■ **Material provided**
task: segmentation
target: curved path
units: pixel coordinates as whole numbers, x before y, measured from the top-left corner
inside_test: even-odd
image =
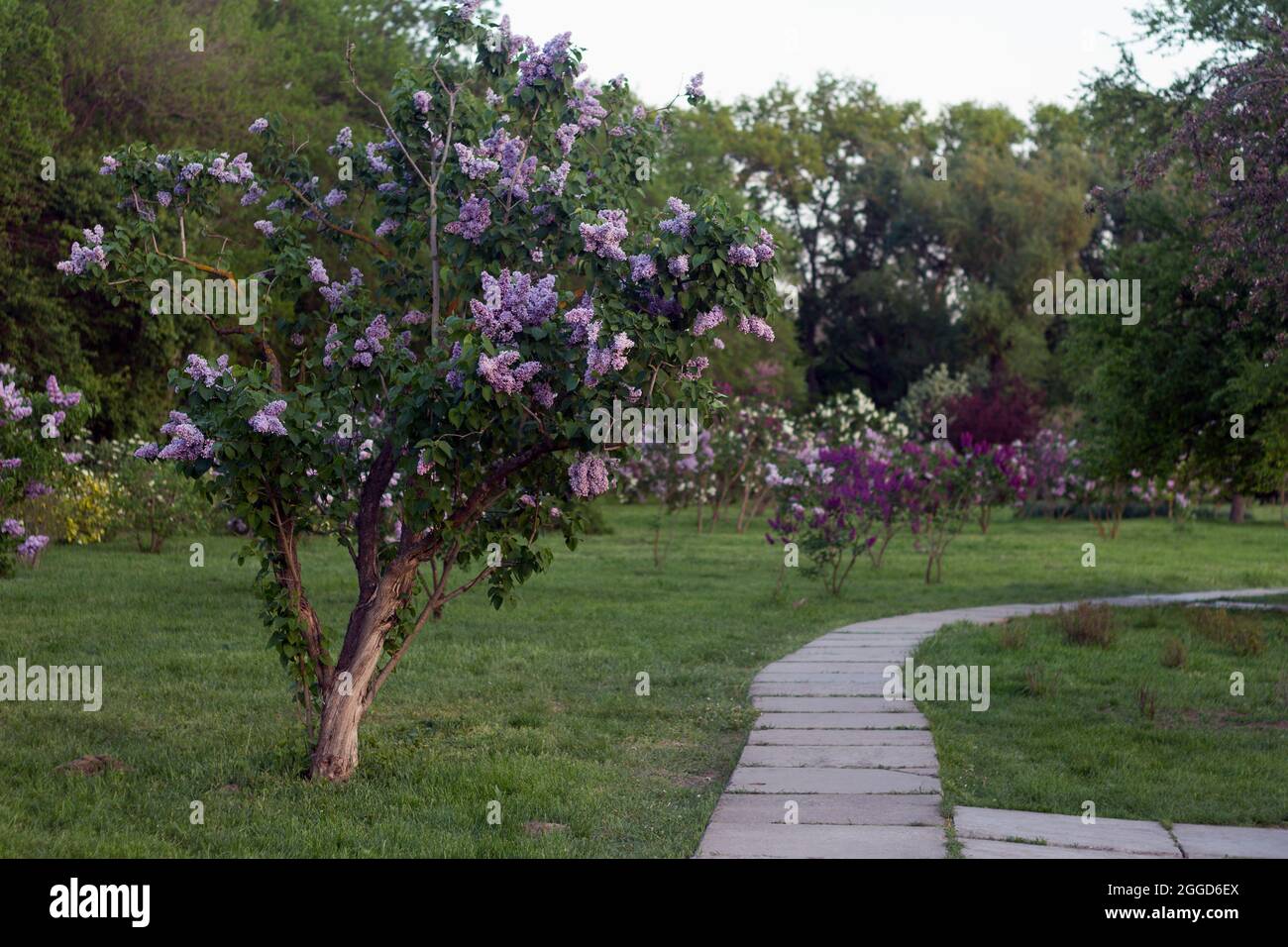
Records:
[[[1095,600],[1154,606],[1284,591],[1240,589]],[[922,639],[944,625],[987,625],[1074,604],[988,606],[863,621],[829,631],[766,666],[751,685],[761,714],[697,857],[945,857],[939,764],[929,724],[911,701],[881,696],[882,669],[902,665]],[[1047,818],[1078,822],[1075,816]],[[984,856],[989,845],[993,843],[975,848]],[[1007,853],[1014,857],[1041,847],[1012,848],[1020,849]],[[969,844],[966,854],[974,854]],[[1046,854],[1056,853],[1048,849]]]

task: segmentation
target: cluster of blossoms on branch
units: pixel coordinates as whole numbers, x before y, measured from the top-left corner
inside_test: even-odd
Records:
[[[41,390],[0,362],[0,579],[13,572],[15,559],[35,566],[49,545],[27,514],[81,461],[82,455],[67,447],[88,415],[81,393],[63,390],[54,375]]]

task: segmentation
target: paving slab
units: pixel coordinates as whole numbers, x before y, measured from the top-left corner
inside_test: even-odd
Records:
[[[891,665],[891,667],[895,665]],[[899,669],[900,673],[903,669]],[[869,684],[872,682],[885,683],[886,675],[878,670],[871,671],[835,671],[826,674],[820,671],[761,671],[756,675],[756,682],[761,684]]]
[[[1027,845],[1023,841],[988,841],[966,839],[962,858],[1179,858],[1180,856],[1146,856],[1139,852],[1110,852],[1103,848],[1066,848],[1064,845]]]
[[[784,825],[788,803],[796,804],[800,825],[942,827],[944,822],[939,796],[880,792],[726,792],[720,796],[711,822]]]
[[[939,780],[898,769],[737,767],[730,792],[939,792]]]
[[[880,674],[886,669],[889,661],[846,661],[844,658],[837,658],[835,661],[817,661],[817,660],[802,660],[802,658],[783,658],[782,661],[774,661],[772,665],[765,665],[765,671],[806,671],[810,674]],[[764,674],[765,671],[761,671]]]
[[[930,729],[920,711],[909,714],[761,714],[756,729]]]
[[[1186,858],[1288,858],[1288,828],[1172,826]]]
[[[699,858],[944,858],[944,832],[914,826],[712,822]]]
[[[1135,607],[1283,591],[1100,600]],[[766,666],[751,685],[761,714],[697,857],[943,858],[939,769],[929,723],[912,702],[884,700],[885,669],[903,665],[945,625],[987,625],[1074,604],[984,606],[855,622]],[[787,803],[796,804],[799,825],[783,823]],[[1083,826],[1078,816],[971,807],[957,813],[967,858],[1180,857],[1166,830],[1150,822],[1101,818]],[[1193,857],[1288,857],[1288,830],[1177,826],[1177,839],[1185,834]],[[1028,836],[1047,844],[1007,840]]]
[[[963,839],[1024,839],[1069,848],[1112,849],[1137,854],[1175,856],[1176,844],[1158,822],[1126,818],[1096,818],[1086,825],[1081,816],[1012,809],[981,809],[958,805],[953,825]]]
[[[752,697],[880,697],[885,682],[857,680],[756,680],[751,685]]]
[[[939,769],[934,746],[746,746],[738,765]]]
[[[752,731],[747,746],[934,746],[930,731]]]
[[[916,713],[912,701],[887,701],[885,697],[752,697],[757,710],[787,710],[815,714],[908,714]]]

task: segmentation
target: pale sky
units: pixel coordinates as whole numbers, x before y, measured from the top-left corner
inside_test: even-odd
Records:
[[[591,75],[618,72],[658,104],[706,73],[707,95],[755,95],[775,79],[800,88],[822,71],[871,79],[887,99],[939,106],[975,99],[1027,116],[1034,102],[1074,100],[1083,73],[1117,62],[1144,0],[501,0],[514,31],[545,43],[572,31]],[[1198,52],[1137,48],[1164,82]]]

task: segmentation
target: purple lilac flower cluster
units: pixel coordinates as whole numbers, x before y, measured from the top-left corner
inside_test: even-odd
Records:
[[[626,211],[601,210],[599,211],[599,219],[603,223],[581,224],[578,227],[581,238],[586,245],[586,251],[596,256],[603,256],[605,260],[625,260],[626,251],[622,250],[621,242],[629,236],[626,232]]]
[[[492,204],[486,197],[470,195],[461,202],[457,218],[443,229],[471,244],[478,244],[492,223]]]
[[[282,424],[281,420],[283,411],[286,411],[285,401],[270,401],[251,415],[247,424],[250,424],[250,429],[258,434],[277,434],[278,437],[285,437],[286,425]]]
[[[710,312],[698,313],[698,317],[693,320],[693,329],[690,329],[689,331],[693,332],[693,335],[705,335],[724,321],[725,321],[724,308],[714,305],[711,307]]]
[[[540,50],[532,40],[527,41],[528,58],[519,63],[519,82],[514,89],[518,95],[529,85],[535,85],[542,79],[555,75],[555,66],[568,58],[568,48],[572,45],[572,33],[559,33],[546,41]]]
[[[689,205],[679,197],[667,197],[666,206],[674,216],[670,220],[663,220],[658,224],[662,233],[674,233],[676,237],[688,237],[692,232],[693,218],[696,218],[697,214],[689,210]]]
[[[523,362],[515,366],[515,362],[522,358],[523,356],[514,349],[497,352],[496,358],[489,358],[486,352],[482,352],[479,353],[478,375],[502,394],[519,394],[523,387],[541,371],[541,362]]]
[[[607,493],[611,486],[608,464],[598,454],[582,454],[568,468],[568,486],[573,495],[586,500]]]
[[[527,273],[502,269],[500,277],[484,273],[483,301],[470,300],[479,331],[492,341],[510,341],[526,326],[540,326],[559,305],[554,274],[536,283]]]
[[[107,251],[103,250],[103,224],[94,224],[93,229],[81,231],[85,234],[85,246],[72,242],[71,256],[58,264],[59,273],[75,273],[80,276],[85,267],[97,264],[99,269],[107,269]]]
[[[210,388],[225,375],[231,376],[232,371],[228,368],[228,356],[219,356],[215,359],[215,367],[211,368],[210,362],[192,353],[188,356],[188,363],[183,374],[188,375],[193,381],[200,381],[206,388]]]

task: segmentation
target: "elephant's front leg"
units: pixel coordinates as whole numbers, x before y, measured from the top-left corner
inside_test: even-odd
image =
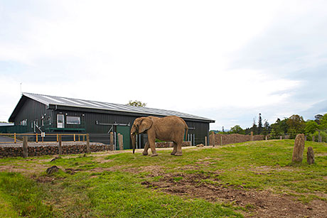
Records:
[[[177,152],[175,153],[176,156],[182,156],[182,142],[177,143]]]
[[[144,156],[147,156],[148,155],[148,150],[149,150],[149,141],[146,141],[145,143],[144,146],[144,150],[143,151],[142,153]]]
[[[149,136],[149,135],[148,135]],[[153,136],[148,136],[148,141],[150,144],[151,151],[152,152],[151,156],[157,156],[158,153],[156,151],[156,138]]]
[[[175,142],[173,142],[173,152],[171,153],[172,156],[174,156],[176,152],[177,152],[177,144]]]

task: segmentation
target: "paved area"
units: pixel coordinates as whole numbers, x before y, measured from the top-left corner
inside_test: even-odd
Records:
[[[14,138],[6,136],[0,136],[0,145],[4,143],[14,143]]]

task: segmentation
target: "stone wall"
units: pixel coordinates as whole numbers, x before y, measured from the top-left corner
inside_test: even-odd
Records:
[[[183,141],[182,147],[191,146],[191,141]],[[156,142],[156,148],[173,148],[173,142]]]
[[[253,141],[264,140],[264,135],[253,136]],[[223,146],[235,143],[241,143],[251,141],[250,135],[242,134],[210,134],[209,141],[210,146]]]
[[[85,143],[75,143],[71,144],[63,144],[63,155],[65,154],[76,154],[86,153]],[[90,143],[91,152],[98,152],[104,151],[112,151],[113,146],[104,145],[102,143]],[[58,143],[44,143],[35,145],[35,143],[28,145],[28,156],[41,156],[48,155],[58,155]],[[0,158],[9,157],[22,157],[23,156],[23,145],[6,145],[0,146]]]

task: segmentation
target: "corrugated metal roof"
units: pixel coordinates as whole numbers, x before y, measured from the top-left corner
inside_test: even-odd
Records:
[[[82,108],[90,108],[95,109],[103,109],[109,111],[123,111],[123,112],[130,112],[130,113],[139,113],[139,114],[147,114],[151,115],[161,115],[161,116],[171,116],[175,115],[182,118],[189,118],[195,119],[200,120],[205,120],[210,122],[214,122],[214,120],[201,117],[198,116],[195,116],[192,114],[170,111],[170,110],[164,110],[149,107],[134,107],[127,104],[119,104],[113,103],[106,103],[96,101],[90,101],[90,100],[82,100],[77,99],[72,99],[68,97],[55,97],[55,96],[49,96],[39,94],[33,94],[33,93],[23,93],[23,95],[29,97],[32,99],[34,99],[37,102],[41,102],[47,106],[49,104],[53,105],[60,105],[60,106],[68,106],[68,107],[82,107]]]

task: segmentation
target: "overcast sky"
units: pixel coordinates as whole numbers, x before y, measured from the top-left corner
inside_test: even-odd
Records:
[[[272,124],[327,113],[326,1],[0,0],[0,121],[23,92]]]

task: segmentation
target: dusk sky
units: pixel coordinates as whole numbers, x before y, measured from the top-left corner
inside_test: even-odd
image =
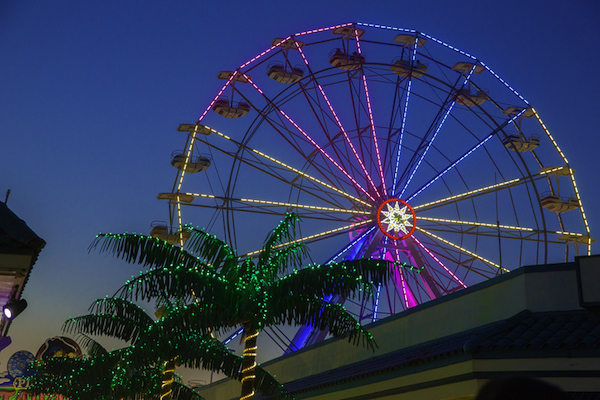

■ **What you need to do**
Return each line from the items above that contains the string "cluster".

■ **Solved problem**
target: cluster of blossoms on branch
target: purple lilac flower cluster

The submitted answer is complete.